═══ ENTRIES SUPPLIED

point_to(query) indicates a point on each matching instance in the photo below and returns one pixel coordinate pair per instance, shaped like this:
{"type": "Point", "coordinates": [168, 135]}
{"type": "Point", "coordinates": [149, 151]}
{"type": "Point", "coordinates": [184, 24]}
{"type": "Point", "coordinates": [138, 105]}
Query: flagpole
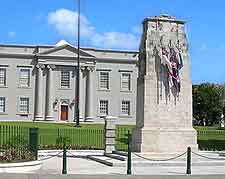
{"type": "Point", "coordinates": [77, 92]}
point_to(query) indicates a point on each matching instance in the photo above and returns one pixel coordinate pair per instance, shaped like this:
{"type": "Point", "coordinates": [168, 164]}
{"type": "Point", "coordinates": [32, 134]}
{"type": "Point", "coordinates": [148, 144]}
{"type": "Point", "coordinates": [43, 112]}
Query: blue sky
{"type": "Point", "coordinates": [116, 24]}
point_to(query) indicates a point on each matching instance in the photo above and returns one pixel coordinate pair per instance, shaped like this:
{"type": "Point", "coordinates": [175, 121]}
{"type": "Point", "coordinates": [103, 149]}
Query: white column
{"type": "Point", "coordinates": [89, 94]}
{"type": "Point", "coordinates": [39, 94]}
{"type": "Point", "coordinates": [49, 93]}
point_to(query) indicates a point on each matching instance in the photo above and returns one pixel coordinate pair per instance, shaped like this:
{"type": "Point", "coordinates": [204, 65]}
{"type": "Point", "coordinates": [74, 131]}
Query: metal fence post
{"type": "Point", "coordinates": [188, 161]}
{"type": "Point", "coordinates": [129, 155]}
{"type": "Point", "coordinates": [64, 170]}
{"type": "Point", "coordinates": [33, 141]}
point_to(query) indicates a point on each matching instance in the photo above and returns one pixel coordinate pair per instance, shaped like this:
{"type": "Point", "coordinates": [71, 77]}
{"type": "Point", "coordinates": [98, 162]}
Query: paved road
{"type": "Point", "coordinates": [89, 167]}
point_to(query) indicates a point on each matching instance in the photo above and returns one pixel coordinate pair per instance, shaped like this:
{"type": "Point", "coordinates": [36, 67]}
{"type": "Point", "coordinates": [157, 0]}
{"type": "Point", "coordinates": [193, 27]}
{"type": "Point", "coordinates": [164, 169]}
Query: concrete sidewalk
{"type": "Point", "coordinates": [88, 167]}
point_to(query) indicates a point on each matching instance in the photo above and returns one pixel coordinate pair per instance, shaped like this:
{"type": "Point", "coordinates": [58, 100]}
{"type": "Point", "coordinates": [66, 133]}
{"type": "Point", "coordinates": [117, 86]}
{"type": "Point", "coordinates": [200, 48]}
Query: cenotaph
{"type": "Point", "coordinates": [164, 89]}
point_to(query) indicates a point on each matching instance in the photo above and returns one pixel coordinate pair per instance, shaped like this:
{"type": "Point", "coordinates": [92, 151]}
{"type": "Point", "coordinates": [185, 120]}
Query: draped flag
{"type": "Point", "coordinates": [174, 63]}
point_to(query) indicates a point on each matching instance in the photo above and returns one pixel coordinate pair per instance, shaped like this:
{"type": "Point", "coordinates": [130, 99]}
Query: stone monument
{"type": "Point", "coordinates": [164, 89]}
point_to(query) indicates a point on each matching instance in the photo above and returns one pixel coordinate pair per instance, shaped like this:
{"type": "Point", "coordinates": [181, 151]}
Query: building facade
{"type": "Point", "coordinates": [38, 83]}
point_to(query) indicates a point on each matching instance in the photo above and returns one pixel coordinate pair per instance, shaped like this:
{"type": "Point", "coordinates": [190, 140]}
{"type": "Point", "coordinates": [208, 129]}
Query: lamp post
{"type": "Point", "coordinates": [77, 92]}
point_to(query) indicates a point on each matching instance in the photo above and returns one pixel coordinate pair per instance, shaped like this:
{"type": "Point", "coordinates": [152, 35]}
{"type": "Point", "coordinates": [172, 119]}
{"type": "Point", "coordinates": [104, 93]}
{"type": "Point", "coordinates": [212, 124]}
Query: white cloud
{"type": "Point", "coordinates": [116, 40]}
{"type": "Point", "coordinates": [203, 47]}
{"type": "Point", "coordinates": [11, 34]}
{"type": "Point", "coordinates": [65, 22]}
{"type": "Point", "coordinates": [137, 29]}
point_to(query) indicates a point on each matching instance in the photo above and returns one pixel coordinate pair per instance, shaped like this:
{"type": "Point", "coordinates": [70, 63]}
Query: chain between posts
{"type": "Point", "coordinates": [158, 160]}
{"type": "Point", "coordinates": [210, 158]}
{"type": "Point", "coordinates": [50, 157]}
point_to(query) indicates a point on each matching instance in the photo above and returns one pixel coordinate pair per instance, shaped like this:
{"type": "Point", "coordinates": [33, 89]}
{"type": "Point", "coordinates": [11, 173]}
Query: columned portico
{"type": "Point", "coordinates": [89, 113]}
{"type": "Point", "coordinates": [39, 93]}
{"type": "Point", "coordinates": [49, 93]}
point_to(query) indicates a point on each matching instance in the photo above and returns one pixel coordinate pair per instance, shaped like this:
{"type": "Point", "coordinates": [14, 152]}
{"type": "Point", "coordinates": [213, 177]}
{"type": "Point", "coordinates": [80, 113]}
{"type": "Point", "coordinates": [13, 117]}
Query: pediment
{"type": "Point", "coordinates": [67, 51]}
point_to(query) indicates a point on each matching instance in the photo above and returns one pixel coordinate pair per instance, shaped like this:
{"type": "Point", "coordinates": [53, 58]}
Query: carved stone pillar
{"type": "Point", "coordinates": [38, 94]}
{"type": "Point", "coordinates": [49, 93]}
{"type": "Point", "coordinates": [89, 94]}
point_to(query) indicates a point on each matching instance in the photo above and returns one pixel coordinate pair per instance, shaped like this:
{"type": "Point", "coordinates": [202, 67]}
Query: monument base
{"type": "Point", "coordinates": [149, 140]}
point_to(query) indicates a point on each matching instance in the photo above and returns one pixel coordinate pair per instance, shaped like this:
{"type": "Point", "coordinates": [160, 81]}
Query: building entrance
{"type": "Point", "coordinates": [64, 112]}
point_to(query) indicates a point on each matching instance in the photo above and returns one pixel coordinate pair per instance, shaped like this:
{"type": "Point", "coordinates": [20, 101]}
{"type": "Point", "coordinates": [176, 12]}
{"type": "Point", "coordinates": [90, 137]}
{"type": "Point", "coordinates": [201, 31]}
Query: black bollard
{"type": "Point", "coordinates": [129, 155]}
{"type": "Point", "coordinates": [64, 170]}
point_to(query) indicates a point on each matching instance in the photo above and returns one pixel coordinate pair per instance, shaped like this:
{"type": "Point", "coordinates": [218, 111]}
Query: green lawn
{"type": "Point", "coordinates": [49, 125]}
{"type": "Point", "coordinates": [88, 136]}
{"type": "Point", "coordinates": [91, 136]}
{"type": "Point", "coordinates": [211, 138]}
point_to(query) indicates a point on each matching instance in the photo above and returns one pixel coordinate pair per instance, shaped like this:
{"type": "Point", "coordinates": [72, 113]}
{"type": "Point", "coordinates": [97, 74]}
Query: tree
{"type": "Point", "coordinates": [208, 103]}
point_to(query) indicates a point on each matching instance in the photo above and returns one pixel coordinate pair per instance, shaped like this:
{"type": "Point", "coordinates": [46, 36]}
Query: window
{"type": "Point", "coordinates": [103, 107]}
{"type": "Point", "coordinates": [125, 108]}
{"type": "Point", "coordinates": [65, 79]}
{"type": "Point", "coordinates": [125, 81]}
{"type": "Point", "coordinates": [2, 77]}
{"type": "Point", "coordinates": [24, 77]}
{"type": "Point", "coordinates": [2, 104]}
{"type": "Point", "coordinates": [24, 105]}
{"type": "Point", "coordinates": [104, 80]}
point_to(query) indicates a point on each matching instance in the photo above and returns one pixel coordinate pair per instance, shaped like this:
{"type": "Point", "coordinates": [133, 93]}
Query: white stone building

══════

Find every line in the records above that contains the word "monument" and copy each one.

> SOLUTION FOR THIS EXERCISE
Query: stone monument
Query: monument base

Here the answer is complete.